[Data records]

------------------------------------

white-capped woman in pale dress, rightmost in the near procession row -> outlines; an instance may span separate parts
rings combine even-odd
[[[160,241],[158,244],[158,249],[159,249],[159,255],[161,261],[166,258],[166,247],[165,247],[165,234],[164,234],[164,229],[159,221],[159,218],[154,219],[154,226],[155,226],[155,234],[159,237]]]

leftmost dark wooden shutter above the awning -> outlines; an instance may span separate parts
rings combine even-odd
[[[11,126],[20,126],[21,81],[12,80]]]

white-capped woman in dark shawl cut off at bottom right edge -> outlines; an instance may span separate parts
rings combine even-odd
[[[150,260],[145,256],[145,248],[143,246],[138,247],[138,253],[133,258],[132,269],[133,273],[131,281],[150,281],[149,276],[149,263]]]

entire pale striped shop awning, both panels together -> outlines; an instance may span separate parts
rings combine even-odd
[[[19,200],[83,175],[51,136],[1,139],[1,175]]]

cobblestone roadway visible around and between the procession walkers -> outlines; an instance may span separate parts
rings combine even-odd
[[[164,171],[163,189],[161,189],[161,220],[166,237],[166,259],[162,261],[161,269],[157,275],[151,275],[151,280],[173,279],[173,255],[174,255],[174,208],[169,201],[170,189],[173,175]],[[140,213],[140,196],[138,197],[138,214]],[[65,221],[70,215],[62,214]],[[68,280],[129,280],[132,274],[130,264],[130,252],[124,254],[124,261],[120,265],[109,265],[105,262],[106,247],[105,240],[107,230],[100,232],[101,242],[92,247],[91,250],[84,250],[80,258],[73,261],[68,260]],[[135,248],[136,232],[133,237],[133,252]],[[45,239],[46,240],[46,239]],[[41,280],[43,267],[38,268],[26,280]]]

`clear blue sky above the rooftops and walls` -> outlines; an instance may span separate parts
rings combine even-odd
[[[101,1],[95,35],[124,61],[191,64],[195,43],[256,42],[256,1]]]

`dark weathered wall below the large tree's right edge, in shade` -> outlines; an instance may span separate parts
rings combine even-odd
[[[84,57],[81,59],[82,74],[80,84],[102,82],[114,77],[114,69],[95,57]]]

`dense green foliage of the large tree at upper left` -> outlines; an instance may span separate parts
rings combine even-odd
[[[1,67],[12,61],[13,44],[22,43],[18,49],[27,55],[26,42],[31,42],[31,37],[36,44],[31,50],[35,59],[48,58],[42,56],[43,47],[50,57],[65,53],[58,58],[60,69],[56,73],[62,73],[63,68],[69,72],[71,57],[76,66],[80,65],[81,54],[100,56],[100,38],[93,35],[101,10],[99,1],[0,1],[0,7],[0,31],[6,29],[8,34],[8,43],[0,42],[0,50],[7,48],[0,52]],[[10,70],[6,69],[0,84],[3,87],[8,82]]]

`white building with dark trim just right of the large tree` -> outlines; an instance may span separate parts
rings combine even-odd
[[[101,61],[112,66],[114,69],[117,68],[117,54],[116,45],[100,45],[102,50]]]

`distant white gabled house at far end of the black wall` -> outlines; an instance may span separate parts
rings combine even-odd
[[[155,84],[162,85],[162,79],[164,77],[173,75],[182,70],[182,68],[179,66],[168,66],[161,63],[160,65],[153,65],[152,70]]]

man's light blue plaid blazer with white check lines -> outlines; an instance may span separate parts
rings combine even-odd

------------------------------------

## TASK DESCRIPTION
Which lines above contain the word "woman"? Show each of them.

## REPLY
white-capped woman in pale dress, rightmost in the near procession row -> outlines; an instance may span separate parts
white-capped woman in dark shawl cut off at bottom right edge -> outlines; an instance may span separate parts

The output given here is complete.